§ **Listing**
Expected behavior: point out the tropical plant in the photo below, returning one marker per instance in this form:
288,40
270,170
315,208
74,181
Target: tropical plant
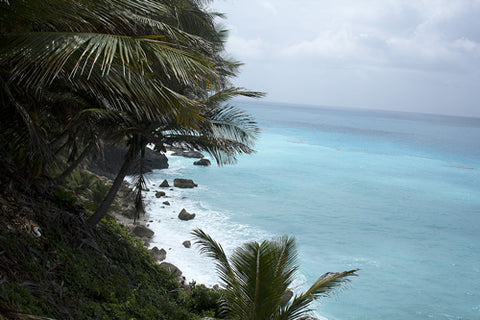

§ **Aim of the task**
Return every line of the data above unchanged and in the same order, leaving out the picture.

§ **Result of this task**
Expected behavior: point out the tropical plant in the photo below, returning one marker per instance in this form:
288,40
270,170
315,208
74,181
Target: tropical plant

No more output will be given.